The tasks:
A – Decide whether each statement agrees with the episode summary: (i) the episode was first broadcast on 30 December 1990; (ii) Cassandra went on holiday to Spain with her father Alan; (iii) Rodney asks Albert to phone his work. For each, answer yes or no and quote the deciding words.
B – In one to three sentences, explain from the episode summary when Alan would like to leave his business to Rodney and Cassandra.
C – Answer these from the episode summary, one per line:
(i) Which series did this episode open?
(ii) What song does Albert sing and play on the piano at the Nag's Head?
(iii) Who phones Del at the Nag's Head?

Quoted passage:
"The Sky's the Limit" is an episode of the BBC sit-com Only Fools and Horses. It was the first episode of series 7, and first broadcast on 30 December 1990. In the episode, Del acquires a satellite dish for Boycie, unaware that it has been stolen from Gatwick Airport.

Synopsis
As Uncle Albert prepares breakfast, Del Boy informs him that Raquel is now sleeping with him instead of in Rodney's bedroom. Rodney has been drinking heavily since he was thrown out of his flat by Cassandra, who has gone on holiday to Spain with her mother Pam. As Del and Raquel leave, Rodney enters hungover and asks Albert to phone his work and tell them he will be off sick.

Later, at Boycie's house, he has managed to get a new satellite dish installed. That night, at the Nag's Head, as Albert sings and plays "Red Sails in the Sunset" on the piano, Del enters, shortly followed by Cassandra's father Alan. They chat about how Rodney's drinking problem is ruining his life. Alan then mentions that when he retires and settles into his villa with Pam, he would like to leave his business to Rodney and Cassandra. Del then gets a phone call from Boycie's brother-in-law Bronco.

Supplied information:
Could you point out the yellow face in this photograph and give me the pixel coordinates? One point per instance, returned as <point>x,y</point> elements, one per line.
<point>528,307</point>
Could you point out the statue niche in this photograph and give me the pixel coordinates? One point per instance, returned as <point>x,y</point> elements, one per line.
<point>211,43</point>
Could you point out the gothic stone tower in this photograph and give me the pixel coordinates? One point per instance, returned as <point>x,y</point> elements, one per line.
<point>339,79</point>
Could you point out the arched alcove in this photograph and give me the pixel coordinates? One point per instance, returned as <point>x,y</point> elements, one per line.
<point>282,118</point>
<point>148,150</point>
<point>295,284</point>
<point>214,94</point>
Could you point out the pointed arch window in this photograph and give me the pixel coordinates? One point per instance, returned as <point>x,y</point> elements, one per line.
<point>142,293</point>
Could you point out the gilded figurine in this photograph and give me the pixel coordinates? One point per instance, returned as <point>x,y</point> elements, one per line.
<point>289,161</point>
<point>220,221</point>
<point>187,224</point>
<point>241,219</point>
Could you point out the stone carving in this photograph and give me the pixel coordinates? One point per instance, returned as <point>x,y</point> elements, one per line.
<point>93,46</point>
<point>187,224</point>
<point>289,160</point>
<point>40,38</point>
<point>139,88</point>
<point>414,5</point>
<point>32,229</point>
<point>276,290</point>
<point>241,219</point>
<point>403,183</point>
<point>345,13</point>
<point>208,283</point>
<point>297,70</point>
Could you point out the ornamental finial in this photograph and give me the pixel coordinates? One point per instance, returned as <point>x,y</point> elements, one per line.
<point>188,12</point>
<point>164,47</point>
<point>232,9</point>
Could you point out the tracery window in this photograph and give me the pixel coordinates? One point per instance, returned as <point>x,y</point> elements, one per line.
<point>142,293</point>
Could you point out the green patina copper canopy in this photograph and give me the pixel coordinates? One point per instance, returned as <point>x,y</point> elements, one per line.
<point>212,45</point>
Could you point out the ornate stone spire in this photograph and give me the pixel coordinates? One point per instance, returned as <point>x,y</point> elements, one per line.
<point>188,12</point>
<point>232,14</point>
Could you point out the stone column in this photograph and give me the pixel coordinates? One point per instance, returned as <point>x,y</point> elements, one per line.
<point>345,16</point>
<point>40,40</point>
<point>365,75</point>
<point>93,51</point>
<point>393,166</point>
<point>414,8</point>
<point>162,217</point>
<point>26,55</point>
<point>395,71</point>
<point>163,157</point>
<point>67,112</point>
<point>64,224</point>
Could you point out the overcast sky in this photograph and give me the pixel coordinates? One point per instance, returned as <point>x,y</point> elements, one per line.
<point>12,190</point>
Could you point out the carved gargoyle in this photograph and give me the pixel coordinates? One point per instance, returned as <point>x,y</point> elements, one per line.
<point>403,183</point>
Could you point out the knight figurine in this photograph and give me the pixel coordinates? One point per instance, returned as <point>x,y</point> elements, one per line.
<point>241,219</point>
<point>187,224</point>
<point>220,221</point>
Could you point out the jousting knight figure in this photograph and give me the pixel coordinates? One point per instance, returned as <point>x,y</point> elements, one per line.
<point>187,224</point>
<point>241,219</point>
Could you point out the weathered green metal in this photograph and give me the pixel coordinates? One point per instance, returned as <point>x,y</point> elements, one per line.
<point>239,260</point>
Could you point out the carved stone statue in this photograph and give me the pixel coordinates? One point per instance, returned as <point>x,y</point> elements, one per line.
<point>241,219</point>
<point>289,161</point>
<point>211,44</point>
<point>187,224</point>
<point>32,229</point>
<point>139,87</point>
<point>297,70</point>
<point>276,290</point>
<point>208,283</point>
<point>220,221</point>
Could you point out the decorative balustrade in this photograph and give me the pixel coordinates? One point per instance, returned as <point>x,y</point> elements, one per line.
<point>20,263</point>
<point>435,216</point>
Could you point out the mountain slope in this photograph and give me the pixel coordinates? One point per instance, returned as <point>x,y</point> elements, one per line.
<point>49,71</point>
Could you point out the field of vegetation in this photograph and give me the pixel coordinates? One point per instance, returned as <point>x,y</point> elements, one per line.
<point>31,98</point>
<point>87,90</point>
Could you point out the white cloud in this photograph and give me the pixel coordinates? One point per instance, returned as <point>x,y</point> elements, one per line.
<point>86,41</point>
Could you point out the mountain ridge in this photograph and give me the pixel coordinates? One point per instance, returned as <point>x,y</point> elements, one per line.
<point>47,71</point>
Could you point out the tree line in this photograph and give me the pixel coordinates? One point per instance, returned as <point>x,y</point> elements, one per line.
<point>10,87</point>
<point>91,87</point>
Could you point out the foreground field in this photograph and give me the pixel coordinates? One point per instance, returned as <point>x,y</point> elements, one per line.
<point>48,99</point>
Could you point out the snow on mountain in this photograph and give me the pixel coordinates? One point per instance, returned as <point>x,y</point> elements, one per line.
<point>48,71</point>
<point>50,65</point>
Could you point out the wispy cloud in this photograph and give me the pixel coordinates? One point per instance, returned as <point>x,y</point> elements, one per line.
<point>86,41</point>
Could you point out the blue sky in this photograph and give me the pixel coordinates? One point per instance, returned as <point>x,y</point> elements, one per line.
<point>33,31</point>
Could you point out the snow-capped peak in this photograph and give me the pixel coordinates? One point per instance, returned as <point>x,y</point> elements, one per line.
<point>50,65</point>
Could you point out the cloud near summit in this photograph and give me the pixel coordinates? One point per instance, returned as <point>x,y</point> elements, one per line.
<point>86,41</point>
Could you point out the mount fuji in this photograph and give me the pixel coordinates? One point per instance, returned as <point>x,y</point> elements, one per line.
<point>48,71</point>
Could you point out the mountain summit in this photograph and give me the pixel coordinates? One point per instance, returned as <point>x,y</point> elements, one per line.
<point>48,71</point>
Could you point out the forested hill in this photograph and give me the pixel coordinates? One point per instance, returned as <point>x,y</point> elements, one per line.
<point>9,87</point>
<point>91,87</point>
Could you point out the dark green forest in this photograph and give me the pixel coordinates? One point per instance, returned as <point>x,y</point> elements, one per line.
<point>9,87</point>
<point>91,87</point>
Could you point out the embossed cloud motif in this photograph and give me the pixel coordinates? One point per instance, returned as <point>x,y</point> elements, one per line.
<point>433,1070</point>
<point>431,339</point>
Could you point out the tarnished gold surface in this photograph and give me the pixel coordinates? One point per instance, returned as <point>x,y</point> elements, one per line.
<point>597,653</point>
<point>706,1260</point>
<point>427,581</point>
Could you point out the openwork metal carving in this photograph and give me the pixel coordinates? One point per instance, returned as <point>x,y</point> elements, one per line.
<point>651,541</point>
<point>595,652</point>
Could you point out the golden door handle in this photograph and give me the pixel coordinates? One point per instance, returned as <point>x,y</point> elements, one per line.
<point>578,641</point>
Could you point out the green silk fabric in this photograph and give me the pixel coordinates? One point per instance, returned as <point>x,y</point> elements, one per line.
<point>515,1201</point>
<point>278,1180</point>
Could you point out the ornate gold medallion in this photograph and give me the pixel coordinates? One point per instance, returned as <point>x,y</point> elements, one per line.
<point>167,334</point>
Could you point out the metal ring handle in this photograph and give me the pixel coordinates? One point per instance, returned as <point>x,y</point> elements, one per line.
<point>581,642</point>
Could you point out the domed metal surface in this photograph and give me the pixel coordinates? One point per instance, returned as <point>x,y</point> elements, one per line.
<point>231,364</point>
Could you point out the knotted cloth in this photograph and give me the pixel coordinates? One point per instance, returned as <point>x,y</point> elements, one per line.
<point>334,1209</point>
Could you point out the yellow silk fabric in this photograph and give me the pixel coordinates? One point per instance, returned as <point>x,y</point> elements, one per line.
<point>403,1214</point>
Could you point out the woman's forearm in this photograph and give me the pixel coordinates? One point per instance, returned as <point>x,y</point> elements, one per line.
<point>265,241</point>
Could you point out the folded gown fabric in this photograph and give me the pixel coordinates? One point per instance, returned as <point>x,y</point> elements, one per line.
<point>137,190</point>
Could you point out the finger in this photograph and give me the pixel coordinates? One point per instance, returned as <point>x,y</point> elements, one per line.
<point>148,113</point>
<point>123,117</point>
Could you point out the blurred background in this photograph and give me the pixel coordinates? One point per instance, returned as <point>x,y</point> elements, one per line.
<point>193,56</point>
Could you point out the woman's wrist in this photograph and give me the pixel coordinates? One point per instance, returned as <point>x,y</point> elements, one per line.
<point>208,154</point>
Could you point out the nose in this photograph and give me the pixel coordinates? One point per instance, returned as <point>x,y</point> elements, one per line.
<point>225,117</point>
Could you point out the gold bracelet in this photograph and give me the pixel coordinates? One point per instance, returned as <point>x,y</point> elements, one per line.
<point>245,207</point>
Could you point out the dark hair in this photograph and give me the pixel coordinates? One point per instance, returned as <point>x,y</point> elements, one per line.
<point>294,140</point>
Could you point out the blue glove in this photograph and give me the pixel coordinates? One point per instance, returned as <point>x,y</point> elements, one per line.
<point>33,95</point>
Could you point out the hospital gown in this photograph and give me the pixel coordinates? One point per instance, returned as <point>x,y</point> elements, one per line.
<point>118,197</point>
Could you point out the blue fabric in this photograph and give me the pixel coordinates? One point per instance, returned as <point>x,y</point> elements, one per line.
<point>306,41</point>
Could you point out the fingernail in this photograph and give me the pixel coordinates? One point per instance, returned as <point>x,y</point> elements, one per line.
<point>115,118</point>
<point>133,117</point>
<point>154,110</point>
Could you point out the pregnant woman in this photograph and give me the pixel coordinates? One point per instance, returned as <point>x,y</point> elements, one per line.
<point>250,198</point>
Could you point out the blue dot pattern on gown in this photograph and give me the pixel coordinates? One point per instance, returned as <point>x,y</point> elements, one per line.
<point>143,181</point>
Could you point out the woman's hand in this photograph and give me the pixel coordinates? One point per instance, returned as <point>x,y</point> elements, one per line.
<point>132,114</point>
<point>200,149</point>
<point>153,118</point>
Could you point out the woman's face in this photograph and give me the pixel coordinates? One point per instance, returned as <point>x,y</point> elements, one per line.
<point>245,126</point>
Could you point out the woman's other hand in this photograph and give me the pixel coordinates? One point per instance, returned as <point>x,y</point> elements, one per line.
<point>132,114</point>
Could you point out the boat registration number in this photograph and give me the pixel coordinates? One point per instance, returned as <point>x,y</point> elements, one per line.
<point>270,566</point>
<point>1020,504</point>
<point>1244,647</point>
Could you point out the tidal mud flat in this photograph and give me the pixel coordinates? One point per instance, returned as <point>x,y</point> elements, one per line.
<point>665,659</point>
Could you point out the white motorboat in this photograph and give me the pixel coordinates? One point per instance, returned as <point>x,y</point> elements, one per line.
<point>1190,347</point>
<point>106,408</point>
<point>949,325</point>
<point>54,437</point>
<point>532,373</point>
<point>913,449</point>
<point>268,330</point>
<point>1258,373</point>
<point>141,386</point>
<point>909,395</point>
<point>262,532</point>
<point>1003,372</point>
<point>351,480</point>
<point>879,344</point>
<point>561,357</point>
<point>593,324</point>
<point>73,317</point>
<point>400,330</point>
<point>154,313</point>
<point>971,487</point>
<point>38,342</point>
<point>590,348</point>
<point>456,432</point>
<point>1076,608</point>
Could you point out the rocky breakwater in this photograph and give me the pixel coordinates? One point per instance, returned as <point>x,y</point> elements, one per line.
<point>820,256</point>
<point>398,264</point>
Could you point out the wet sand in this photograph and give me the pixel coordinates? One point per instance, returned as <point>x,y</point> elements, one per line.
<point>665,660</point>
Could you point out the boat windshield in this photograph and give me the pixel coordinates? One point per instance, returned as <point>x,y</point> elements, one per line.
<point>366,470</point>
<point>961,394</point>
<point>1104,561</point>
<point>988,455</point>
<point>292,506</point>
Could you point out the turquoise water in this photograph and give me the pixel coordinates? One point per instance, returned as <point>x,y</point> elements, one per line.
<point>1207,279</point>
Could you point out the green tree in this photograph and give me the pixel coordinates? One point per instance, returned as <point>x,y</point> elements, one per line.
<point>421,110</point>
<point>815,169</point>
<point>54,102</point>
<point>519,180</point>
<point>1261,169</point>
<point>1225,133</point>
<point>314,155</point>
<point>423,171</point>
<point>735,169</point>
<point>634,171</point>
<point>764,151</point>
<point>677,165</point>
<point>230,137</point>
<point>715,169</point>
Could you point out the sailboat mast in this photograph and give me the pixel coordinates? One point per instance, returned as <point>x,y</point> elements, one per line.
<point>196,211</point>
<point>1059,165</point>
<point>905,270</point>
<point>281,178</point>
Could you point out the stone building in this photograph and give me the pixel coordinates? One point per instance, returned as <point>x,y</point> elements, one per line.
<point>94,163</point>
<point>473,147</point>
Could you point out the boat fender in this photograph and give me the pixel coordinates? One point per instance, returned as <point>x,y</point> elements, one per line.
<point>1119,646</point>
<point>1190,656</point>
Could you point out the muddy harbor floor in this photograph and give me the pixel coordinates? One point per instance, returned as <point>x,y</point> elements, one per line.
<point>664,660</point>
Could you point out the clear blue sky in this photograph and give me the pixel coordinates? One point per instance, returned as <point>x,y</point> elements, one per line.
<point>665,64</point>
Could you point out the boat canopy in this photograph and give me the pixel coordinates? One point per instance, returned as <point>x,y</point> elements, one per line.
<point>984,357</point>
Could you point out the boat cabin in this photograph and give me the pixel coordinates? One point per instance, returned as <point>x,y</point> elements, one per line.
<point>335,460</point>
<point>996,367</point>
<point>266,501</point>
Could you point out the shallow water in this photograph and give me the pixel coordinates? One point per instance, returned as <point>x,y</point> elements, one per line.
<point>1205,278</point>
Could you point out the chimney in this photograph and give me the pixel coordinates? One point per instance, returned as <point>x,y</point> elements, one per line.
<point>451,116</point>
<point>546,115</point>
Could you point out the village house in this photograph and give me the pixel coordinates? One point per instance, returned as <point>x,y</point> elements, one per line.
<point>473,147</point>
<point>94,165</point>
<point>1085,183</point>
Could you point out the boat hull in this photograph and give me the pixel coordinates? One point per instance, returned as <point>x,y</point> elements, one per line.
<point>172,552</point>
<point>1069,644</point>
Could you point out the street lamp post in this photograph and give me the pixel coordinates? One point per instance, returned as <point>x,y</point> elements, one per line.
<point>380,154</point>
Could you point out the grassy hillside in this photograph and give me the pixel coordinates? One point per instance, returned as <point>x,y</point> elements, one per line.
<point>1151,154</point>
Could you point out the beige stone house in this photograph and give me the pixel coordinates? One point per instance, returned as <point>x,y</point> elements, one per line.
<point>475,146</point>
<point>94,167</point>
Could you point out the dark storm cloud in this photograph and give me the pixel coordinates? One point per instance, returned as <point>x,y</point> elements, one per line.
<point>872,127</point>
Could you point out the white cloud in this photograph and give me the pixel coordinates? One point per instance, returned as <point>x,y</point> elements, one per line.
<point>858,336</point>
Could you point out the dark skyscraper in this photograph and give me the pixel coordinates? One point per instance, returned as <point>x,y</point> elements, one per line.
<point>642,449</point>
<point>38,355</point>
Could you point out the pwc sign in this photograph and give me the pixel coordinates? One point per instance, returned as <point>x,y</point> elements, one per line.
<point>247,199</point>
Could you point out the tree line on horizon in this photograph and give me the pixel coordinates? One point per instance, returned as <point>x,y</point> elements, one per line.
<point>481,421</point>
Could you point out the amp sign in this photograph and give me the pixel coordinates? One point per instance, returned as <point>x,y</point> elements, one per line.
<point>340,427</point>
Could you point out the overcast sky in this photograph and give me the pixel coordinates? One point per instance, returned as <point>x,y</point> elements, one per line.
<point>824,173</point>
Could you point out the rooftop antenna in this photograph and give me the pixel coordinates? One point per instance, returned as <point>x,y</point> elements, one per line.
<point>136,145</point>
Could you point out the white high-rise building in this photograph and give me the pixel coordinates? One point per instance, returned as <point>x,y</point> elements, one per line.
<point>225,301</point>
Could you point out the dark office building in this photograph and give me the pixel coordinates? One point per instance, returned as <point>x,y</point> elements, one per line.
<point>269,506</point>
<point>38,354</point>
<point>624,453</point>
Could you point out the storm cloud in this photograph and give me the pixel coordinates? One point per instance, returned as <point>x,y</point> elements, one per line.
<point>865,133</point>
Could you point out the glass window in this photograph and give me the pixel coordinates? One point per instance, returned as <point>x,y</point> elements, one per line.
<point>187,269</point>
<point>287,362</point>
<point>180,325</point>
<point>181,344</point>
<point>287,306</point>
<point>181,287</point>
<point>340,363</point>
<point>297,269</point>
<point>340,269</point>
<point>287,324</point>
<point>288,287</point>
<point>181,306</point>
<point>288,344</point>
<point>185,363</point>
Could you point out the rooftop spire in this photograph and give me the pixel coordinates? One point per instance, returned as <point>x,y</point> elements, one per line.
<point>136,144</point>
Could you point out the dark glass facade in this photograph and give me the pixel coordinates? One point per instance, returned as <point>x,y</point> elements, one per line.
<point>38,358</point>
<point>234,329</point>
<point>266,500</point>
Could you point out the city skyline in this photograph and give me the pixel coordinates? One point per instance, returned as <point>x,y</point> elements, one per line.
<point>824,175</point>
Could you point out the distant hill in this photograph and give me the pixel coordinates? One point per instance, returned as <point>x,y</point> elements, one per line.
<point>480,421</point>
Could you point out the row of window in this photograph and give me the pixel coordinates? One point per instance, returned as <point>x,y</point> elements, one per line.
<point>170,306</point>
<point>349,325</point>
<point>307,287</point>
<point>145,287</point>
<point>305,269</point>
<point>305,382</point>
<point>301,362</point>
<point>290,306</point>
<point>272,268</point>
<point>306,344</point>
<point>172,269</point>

Expected responses:
A –
(i) Yes: "first broadcast on 30 December 1990"
(ii) No: "who has gone on holiday to Spain with her mother Pam"
(iii) Yes: "asks Albert to phone his work and tell them he will be off sick"

B – Alan would like to leave his business to Rodney and Cassandra once he retires. At that point he plans to settle into his villa with Pam.

C –
(i) Series 7
(ii) "Red Sails in the Sunset"
(iii) Bronco, Boycie's brother-in-law